#### Set exercise
Output the stretch of the labor case decision from "532 Phil. 517" through "iron for stockpiling." word for word.

#### Text block
- - - - -

532 Phil. 517
CHICO-NAZARIO, J.:
Respondent (Cebu Metal Corporation) is a corporation engage (sic) in buying and selling of scrap iron x x x. In the Bacolod Branch, it has three regular (3) employees holding such positions as Officer-in- Charge, a scaler and a yardman, x x x whose salaries are paid directly by its main office in Cebu while others are undertaking pakiao work in the unloading of scrap iron for stockpiling.
Among those workers who presented for work in the unloading of scrap iron in the area are the unemployed persons or trisicad drivers standing by in the vicinity some of whom are the herein complainants x x x Gregorio Robert Saliling, Elias Bolido, Manuel Alquiza, Benjie Amparado and non- complainants Arnel Allera, Eliseo Torralba or any other persons who wanted to augment their income aside from their regular jobs. Robert Gregorio Saliling started working in 1996, Elias Bolido on (sic) October 1995 while Manuel Alquiza and Benjie Amparado, on (sic) February 1996.As compensation for their services, these workers including the herein complainants are paid at the rate of P15.00 per ton for which each person can unload at least two (2) to three (3) tons per hour or can earn at least P240.00 to P360.00 in eight (8) hours if work is only available which payment necessarily includes cost of living allowance (COLA) and 13th-month pay.
The Bacolod buying station is mainly a stockyard where scrap metal delivered by its suppliers are stockpiled.In contrast, respondent complainants, Gregorio Saliling, Elias Bolido, Manuel Alquiza and Benjie Amparado, in their position paper[8] submitted to the Labor Arbiter, narrate:
The supply of scrap metal is not steady as it depends upon many factors, such as availability of supplies, price, competition and demand among others. There are therefore (sic) instances when in a single week , one or two trucks of scrap metal are delivered while there are weeks when not a single truck of scrap metal are delivered although there may also be weeks when quite a number of trucks are delivered to the stockyard x x x. The arrivals of these trucks and the deliveries of scrap metal are not regular and the schedules of deliveries x x x to the stockyard x x x are not known before hand by the respondent (petitioner company).

- - - - -

#### Excerpted records
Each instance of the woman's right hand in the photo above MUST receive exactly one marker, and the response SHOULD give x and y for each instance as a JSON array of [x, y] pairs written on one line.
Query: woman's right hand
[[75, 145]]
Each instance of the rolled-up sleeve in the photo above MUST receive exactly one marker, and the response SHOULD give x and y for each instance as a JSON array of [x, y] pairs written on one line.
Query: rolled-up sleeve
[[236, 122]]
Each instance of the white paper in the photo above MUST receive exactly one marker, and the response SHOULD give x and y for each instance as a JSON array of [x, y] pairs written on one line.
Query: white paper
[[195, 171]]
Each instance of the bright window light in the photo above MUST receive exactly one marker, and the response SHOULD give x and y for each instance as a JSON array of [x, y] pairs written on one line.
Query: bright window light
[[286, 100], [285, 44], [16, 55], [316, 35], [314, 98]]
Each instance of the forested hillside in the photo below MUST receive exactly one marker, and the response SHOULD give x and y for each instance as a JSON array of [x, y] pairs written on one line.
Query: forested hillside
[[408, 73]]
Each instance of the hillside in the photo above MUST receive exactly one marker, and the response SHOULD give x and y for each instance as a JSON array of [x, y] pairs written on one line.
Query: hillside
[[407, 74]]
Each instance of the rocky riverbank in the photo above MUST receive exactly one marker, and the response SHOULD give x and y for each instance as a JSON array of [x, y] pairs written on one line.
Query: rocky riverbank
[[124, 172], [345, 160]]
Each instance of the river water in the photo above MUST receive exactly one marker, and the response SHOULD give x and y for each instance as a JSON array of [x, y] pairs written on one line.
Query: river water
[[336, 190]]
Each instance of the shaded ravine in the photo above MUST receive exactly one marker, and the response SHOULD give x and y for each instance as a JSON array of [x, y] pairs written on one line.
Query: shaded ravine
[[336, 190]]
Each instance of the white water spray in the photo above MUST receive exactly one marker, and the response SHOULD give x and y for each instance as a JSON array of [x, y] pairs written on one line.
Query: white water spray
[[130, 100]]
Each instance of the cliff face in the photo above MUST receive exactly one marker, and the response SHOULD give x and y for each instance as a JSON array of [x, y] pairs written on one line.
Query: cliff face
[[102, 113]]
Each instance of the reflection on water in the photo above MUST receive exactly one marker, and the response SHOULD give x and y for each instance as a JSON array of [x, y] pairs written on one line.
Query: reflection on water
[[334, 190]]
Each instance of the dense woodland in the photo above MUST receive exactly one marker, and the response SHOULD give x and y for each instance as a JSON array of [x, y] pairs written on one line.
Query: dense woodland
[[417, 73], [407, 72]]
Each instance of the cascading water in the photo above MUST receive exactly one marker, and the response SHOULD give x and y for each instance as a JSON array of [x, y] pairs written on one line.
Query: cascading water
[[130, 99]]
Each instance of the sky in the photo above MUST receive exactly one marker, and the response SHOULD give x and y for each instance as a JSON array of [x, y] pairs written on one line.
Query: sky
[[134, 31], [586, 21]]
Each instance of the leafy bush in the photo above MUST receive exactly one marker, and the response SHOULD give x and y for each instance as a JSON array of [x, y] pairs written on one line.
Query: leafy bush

- - - - -

#### Reply to the task
532 Phil. 517
CHICO-NAZARIO, J.:
Respondent (Cebu Metal Corporation) is a corporation engage (sic) in buying and selling of scrap iron x x x. In the Bacolod Branch, it has three regular (3) employees holding such positions as Officer-in- Charge, a scaler and a yardman, x x x whose salaries are paid directly by its main office in Cebu while others are undertaking pakiao work in the unloading of scrap iron for stockpiling.